Format the rows as a two-column CSV with the columns text and answer, one line per row, with each value in its own quoted field and any line breaks turned into spaces. Begin at the first row and stop after the line that contains "[[274, 116]]".
++++
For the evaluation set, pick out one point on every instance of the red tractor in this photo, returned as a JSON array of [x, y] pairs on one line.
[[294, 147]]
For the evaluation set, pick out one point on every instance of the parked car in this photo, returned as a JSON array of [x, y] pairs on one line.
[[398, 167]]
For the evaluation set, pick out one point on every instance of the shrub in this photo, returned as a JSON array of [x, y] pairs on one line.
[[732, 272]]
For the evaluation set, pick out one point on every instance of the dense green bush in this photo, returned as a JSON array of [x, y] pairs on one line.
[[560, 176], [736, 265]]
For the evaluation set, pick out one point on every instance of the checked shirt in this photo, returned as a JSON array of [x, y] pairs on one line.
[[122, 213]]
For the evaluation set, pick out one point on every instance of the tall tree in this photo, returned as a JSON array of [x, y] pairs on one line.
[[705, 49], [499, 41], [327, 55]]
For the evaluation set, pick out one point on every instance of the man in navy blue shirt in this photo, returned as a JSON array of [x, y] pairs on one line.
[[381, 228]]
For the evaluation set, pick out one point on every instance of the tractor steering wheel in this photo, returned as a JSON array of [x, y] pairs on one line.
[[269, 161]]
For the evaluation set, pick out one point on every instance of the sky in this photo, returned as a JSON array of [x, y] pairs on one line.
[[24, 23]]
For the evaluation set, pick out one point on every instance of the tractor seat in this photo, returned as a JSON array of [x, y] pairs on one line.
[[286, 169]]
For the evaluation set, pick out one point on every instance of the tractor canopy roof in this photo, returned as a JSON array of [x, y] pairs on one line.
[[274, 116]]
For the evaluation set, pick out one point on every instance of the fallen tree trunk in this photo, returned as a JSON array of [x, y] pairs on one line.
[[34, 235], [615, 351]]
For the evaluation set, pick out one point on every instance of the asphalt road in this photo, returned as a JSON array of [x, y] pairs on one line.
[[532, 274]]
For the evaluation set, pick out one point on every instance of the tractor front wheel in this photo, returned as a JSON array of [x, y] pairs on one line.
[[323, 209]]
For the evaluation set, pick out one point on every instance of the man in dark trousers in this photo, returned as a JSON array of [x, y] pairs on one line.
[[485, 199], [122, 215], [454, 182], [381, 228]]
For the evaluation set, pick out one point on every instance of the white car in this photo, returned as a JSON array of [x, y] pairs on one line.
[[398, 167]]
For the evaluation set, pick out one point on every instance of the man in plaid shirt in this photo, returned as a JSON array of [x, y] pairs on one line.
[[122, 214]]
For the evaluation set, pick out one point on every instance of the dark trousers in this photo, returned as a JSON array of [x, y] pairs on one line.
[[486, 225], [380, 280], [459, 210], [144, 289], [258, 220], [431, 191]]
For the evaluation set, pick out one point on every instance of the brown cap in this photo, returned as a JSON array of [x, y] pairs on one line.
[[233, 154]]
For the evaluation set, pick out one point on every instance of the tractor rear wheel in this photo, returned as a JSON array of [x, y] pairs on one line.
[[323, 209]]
++++
Written solution:
text,answer
"For the evaluation set, pick out one point on every instance of the red tractor in this photo, returned as a JSON array of [x, y] pairs on one line.","[[294, 147]]"
"For the evaluation set, pick out one point on every instance of the parked car in this photo, returned as a JSON array of [x, y] pairs on one line.","[[398, 167]]"
"For the evaluation set, pick out one point on every instance of the shrub in this photo, returned as a JSON array of [x, y] pairs on one line.","[[732, 272]]"
"For the evaluation set, pick out one point on every instance of the dense green bush in this photo, returned as a JSON array of [x, y] pairs on one line.","[[560, 176], [736, 265]]"
"For the evaluation set, pick out one point on every instance of the checked shirt in this photo, returned as a JSON array of [x, y] pairs on one line.","[[122, 213]]"
"For the evaluation set, pick out one point on every instance of the tall tree in this photo, returned as a JSON array of [x, y] pairs on one line.","[[705, 49], [499, 41], [327, 55]]"
"For the evaluation set, pick out one point on every instance of the man in navy blue shirt in this photo, returned as a JSON array of [x, y] pairs on one line.","[[381, 228]]"
"For the evaluation set, pick out one point on every instance of the tractor steering wheel in this photo, returned as a JSON array of [x, y] pairs on one line.","[[269, 161]]"
"For the evaluation set, pick out one point on every instance of the sky in this photo, returned as a JSON array of [x, y] pairs on one line.","[[24, 23]]"
"For the evaluation set, pick out one point on every instance of the tractor seat in this photo, returned as a JSON array of [x, y] pairs on one line.","[[286, 169]]"
"For the evaluation set, pick out one point on every instance of the tractor canopy roof in this photo, returned as a JSON array of [x, y] pairs on one line.","[[274, 116]]"